■ **Given task**
Reproduce the material from the line with "Point to the large" up to and including the line with "x=873 y=244", keeping every line, requests included. Scale each x and y coordinate in the answers by 0.4 and round to whole numbers, halves up, while leaving the requests and their x=… y=… format samples unchanged, and return only those lines.
## START Records
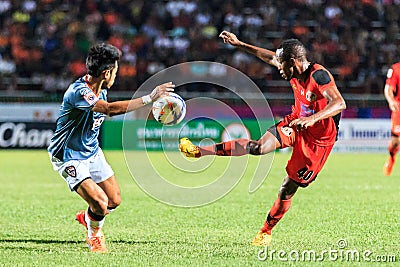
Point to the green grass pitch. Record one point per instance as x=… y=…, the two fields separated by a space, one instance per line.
x=350 y=200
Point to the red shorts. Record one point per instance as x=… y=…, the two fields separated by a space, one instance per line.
x=396 y=123
x=307 y=158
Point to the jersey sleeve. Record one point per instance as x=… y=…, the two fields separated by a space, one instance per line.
x=392 y=77
x=323 y=79
x=85 y=98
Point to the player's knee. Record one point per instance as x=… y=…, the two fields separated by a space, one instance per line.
x=254 y=147
x=114 y=202
x=99 y=205
x=288 y=189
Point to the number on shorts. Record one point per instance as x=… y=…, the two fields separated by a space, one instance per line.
x=304 y=174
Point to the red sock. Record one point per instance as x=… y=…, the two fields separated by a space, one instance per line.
x=276 y=213
x=237 y=147
x=393 y=149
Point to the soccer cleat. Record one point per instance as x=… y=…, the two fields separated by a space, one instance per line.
x=80 y=217
x=387 y=168
x=262 y=239
x=188 y=149
x=97 y=243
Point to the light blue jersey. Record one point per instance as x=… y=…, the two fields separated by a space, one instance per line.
x=78 y=127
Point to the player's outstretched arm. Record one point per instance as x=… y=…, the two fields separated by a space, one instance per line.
x=336 y=105
x=265 y=55
x=125 y=106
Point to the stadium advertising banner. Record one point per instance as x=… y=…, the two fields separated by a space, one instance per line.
x=355 y=135
x=363 y=135
x=151 y=135
x=25 y=135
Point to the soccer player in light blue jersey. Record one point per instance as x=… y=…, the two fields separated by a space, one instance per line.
x=74 y=149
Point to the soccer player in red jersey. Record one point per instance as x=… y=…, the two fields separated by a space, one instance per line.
x=311 y=129
x=392 y=95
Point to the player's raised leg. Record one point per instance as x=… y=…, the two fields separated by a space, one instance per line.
x=238 y=147
x=280 y=207
x=393 y=148
x=95 y=215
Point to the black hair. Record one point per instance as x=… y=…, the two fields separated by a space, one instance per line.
x=292 y=48
x=101 y=57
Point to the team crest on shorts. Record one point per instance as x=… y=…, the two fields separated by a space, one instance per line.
x=287 y=130
x=71 y=171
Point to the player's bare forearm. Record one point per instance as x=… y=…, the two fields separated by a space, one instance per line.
x=265 y=55
x=125 y=106
x=336 y=105
x=118 y=107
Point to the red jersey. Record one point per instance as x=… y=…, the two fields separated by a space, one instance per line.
x=393 y=80
x=309 y=99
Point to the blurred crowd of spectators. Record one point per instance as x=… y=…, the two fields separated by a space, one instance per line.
x=47 y=40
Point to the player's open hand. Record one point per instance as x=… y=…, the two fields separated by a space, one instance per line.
x=162 y=89
x=230 y=38
x=302 y=123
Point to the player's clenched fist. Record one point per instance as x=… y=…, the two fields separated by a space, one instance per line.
x=230 y=38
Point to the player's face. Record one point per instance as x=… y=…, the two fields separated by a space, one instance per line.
x=110 y=77
x=286 y=68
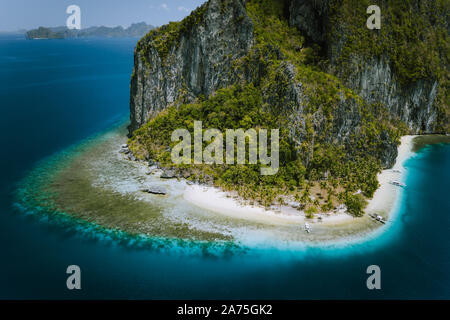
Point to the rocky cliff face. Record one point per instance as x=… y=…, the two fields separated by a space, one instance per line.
x=180 y=62
x=198 y=62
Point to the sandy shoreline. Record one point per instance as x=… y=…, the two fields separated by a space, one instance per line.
x=385 y=197
x=220 y=202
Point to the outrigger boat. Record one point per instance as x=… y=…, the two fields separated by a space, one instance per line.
x=378 y=218
x=307 y=227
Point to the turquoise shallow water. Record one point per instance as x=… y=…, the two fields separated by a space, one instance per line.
x=55 y=93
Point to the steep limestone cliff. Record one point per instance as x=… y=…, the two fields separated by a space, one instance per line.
x=342 y=94
x=179 y=62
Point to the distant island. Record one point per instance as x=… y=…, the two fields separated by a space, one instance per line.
x=135 y=30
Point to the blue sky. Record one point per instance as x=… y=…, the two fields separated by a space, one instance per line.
x=29 y=14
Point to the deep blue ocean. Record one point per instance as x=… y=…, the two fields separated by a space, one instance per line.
x=55 y=93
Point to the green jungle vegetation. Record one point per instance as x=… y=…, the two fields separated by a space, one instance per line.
x=315 y=170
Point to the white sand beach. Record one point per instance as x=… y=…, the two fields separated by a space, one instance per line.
x=386 y=194
x=220 y=202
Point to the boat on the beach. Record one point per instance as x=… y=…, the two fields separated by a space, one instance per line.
x=398 y=184
x=378 y=218
x=307 y=227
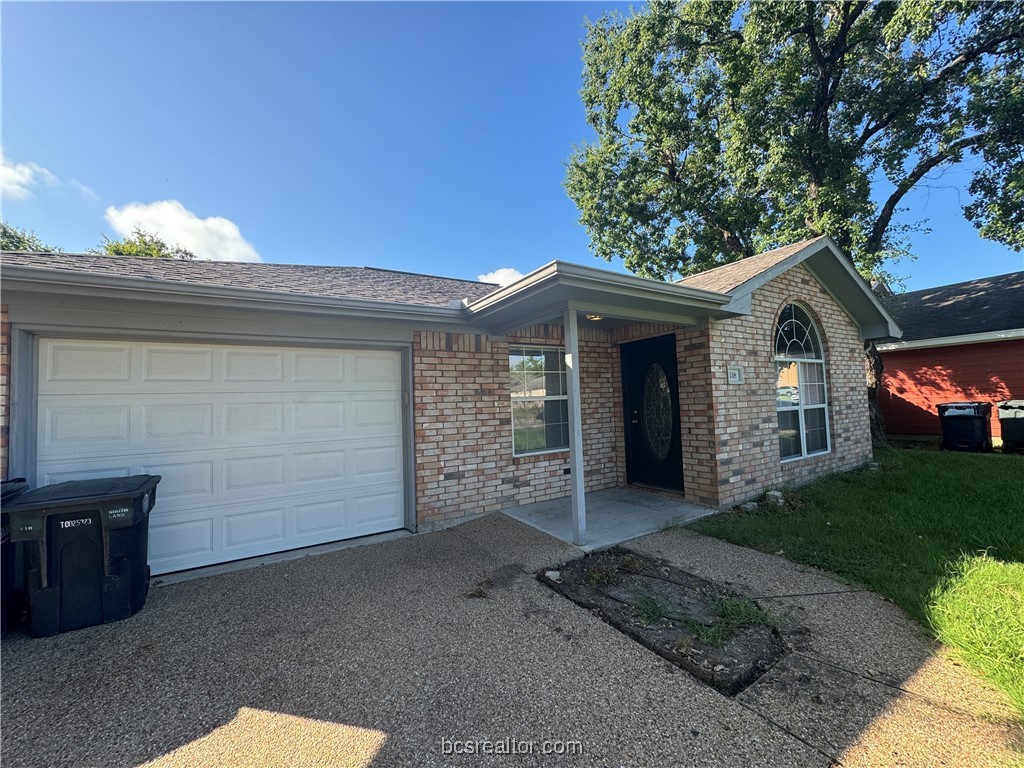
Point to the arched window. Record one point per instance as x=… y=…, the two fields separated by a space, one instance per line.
x=801 y=395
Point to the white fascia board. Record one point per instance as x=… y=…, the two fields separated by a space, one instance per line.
x=950 y=341
x=30 y=281
x=569 y=282
x=885 y=326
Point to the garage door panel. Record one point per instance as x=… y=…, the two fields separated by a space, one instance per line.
x=263 y=529
x=190 y=481
x=67 y=427
x=260 y=450
x=374 y=368
x=376 y=411
x=62 y=474
x=316 y=518
x=178 y=421
x=254 y=472
x=177 y=364
x=376 y=463
x=75 y=361
x=251 y=365
x=178 y=544
x=373 y=508
x=243 y=419
x=318 y=368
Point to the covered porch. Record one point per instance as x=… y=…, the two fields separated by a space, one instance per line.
x=614 y=311
x=613 y=515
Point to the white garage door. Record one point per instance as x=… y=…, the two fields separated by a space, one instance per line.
x=261 y=449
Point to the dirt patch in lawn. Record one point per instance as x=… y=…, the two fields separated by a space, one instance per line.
x=723 y=639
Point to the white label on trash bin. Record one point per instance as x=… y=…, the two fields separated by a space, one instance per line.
x=76 y=523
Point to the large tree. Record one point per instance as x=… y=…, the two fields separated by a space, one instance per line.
x=141 y=245
x=729 y=128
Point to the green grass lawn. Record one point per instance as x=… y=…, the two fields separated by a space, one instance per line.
x=939 y=534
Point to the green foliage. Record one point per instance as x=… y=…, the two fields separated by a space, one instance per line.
x=978 y=610
x=910 y=531
x=141 y=245
x=728 y=128
x=12 y=239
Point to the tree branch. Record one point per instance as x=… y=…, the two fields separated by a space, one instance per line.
x=989 y=47
x=873 y=244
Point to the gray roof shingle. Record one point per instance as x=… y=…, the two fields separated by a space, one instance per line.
x=962 y=308
x=366 y=283
x=728 y=276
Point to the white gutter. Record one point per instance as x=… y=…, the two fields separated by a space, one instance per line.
x=34 y=280
x=588 y=276
x=947 y=341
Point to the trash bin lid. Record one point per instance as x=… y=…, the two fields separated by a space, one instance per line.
x=103 y=487
x=11 y=488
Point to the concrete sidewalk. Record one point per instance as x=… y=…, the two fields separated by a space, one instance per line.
x=375 y=655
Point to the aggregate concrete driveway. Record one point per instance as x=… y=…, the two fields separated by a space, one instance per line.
x=375 y=655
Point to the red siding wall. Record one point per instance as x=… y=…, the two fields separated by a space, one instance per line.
x=916 y=380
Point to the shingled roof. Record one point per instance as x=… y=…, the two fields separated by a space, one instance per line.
x=724 y=279
x=335 y=282
x=974 y=306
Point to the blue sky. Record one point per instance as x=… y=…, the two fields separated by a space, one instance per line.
x=429 y=137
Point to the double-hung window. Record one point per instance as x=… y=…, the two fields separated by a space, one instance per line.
x=540 y=399
x=801 y=394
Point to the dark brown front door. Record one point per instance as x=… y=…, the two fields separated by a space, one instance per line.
x=650 y=391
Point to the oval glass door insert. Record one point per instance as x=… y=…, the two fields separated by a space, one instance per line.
x=656 y=417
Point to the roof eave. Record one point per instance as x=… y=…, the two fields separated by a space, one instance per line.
x=548 y=292
x=949 y=341
x=30 y=280
x=837 y=275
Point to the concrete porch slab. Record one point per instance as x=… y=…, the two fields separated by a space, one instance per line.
x=613 y=515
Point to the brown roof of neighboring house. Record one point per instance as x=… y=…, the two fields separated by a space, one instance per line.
x=724 y=279
x=336 y=282
x=974 y=306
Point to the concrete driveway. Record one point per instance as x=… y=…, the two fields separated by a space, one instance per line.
x=375 y=655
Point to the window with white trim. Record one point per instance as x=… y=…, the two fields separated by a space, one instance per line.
x=801 y=394
x=540 y=399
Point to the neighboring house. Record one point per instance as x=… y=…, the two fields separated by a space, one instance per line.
x=961 y=342
x=289 y=406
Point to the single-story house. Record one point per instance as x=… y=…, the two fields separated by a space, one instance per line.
x=961 y=342
x=289 y=406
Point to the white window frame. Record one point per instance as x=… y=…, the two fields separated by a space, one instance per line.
x=560 y=351
x=802 y=407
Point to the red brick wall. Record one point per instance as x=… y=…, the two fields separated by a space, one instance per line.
x=914 y=381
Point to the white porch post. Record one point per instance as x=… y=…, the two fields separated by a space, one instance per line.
x=571 y=328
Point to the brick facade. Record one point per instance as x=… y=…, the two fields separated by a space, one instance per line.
x=463 y=421
x=464 y=462
x=745 y=418
x=462 y=410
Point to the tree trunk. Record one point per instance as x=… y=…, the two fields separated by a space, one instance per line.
x=872 y=372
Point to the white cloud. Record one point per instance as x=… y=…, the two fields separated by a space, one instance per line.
x=17 y=179
x=503 y=276
x=84 y=189
x=214 y=238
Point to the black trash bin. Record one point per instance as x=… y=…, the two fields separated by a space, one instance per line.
x=86 y=550
x=966 y=426
x=1012 y=425
x=11 y=600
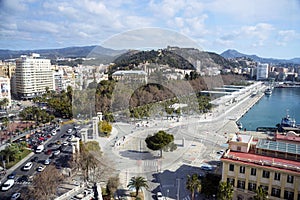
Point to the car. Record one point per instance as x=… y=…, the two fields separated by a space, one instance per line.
x=53 y=132
x=220 y=152
x=159 y=196
x=50 y=144
x=41 y=168
x=27 y=166
x=40 y=149
x=49 y=152
x=23 y=179
x=7 y=184
x=15 y=196
x=47 y=161
x=206 y=167
x=57 y=152
x=35 y=159
x=12 y=176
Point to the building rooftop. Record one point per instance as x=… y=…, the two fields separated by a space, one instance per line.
x=278 y=146
x=260 y=160
x=290 y=136
x=241 y=138
x=129 y=72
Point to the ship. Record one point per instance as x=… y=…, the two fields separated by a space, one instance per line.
x=288 y=121
x=268 y=91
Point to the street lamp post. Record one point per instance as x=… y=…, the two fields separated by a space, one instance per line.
x=178 y=188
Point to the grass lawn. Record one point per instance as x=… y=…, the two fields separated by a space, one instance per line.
x=93 y=146
x=22 y=154
x=140 y=196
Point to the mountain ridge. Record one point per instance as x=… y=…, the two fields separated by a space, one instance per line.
x=232 y=53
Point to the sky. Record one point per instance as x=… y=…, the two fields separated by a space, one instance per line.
x=266 y=28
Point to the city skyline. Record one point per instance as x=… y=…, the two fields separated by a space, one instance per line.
x=264 y=28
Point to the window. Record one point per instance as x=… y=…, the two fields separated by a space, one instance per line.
x=277 y=176
x=241 y=184
x=242 y=169
x=231 y=167
x=265 y=188
x=266 y=174
x=230 y=181
x=290 y=179
x=252 y=186
x=288 y=195
x=275 y=192
x=253 y=172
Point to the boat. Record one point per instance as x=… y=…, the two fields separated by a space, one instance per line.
x=268 y=91
x=288 y=121
x=240 y=125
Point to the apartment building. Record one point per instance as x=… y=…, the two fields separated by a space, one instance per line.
x=130 y=76
x=32 y=76
x=273 y=164
x=262 y=72
x=5 y=90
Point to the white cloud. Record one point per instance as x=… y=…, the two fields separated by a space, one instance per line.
x=286 y=36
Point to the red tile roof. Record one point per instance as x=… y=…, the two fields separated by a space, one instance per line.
x=260 y=160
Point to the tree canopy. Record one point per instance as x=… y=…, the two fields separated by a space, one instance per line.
x=193 y=184
x=225 y=191
x=159 y=140
x=137 y=183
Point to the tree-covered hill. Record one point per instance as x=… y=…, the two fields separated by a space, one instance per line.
x=132 y=59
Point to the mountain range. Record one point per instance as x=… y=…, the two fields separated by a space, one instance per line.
x=110 y=54
x=231 y=53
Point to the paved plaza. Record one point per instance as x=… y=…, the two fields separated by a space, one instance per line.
x=198 y=139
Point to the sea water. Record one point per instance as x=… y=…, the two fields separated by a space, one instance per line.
x=269 y=110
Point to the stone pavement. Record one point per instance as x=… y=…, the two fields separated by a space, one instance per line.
x=202 y=135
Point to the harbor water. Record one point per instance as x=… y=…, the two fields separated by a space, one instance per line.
x=269 y=110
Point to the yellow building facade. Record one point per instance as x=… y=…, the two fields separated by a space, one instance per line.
x=247 y=164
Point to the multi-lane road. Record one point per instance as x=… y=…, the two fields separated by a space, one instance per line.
x=56 y=142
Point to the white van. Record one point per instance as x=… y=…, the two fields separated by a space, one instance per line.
x=8 y=184
x=40 y=149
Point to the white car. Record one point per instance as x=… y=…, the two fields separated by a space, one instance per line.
x=159 y=196
x=47 y=161
x=7 y=184
x=65 y=143
x=53 y=132
x=57 y=152
x=41 y=168
x=27 y=166
x=15 y=196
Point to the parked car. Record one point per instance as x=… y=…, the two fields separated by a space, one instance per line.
x=47 y=162
x=57 y=152
x=12 y=176
x=159 y=196
x=7 y=184
x=35 y=159
x=15 y=196
x=27 y=166
x=49 y=152
x=41 y=168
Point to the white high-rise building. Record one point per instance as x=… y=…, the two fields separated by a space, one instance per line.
x=262 y=72
x=33 y=75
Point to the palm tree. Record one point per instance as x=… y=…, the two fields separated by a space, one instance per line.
x=261 y=194
x=193 y=184
x=137 y=183
x=225 y=191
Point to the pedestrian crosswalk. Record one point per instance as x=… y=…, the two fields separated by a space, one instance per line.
x=187 y=198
## END Records
■ **Task result**
Point to the large tree. Record one point per instance as x=… y=…, the two fields separated by a space, one instance per line.
x=56 y=98
x=292 y=51
Point to the green grass lawn. Record one point per instance as x=… y=…, the two fields separated by a space, one instance per line.
x=376 y=214
Point to the green foliage. Record one point per instance as x=… y=…, the two fields separated by a space, one instance per line.
x=391 y=244
x=364 y=212
x=56 y=98
x=291 y=51
x=5 y=96
Point to the tree branch. Record one point per instance as x=… y=…, the two fields separated by a space, one instance per line.
x=396 y=19
x=349 y=98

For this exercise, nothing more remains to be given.